─── DATA PROVIDED

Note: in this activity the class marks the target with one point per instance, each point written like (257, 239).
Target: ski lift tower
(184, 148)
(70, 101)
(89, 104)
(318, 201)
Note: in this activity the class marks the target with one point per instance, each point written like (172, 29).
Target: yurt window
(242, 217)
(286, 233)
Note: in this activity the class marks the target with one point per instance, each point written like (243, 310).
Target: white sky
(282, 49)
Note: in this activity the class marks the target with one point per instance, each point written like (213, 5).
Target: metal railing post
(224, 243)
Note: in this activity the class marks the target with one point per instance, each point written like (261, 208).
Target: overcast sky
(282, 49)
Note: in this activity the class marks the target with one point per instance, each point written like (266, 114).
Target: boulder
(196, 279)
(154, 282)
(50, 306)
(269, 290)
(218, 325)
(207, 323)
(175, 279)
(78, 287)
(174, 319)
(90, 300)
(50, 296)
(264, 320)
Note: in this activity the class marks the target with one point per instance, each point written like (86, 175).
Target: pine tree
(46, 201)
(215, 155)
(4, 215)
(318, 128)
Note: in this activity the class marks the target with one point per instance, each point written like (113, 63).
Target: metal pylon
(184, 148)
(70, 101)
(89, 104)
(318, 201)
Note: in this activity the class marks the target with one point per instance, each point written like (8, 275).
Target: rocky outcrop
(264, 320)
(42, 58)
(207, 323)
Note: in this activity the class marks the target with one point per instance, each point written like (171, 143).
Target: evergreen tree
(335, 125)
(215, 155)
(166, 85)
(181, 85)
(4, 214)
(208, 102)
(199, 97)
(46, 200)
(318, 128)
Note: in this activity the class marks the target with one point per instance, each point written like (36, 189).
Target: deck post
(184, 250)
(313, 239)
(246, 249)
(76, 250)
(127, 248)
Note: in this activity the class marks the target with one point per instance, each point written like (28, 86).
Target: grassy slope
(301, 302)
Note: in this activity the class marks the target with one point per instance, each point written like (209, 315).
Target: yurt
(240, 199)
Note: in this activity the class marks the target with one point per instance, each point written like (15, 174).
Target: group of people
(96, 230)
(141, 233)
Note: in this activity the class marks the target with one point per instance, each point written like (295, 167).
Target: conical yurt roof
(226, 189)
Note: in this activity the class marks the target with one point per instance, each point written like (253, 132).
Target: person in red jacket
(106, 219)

──────

WHAT THE EXERCISE ASKS ->
The required output is every line above from the one with "Target: white sky" down to the one with "like (266, 114).", restated word for word, ends included.

EXPECTED ANSWER ->
Target: white sky
(282, 49)
Note: in this activity the class marks the target with one point per instance, each point written like (213, 5).
Target: metal railing post
(224, 243)
Note: in this activity the class marks the target with one point per instance, each point written like (261, 208).
Target: overcast sky
(282, 49)
Note: in this activity the class marks the target with one point per instance, each point written like (266, 114).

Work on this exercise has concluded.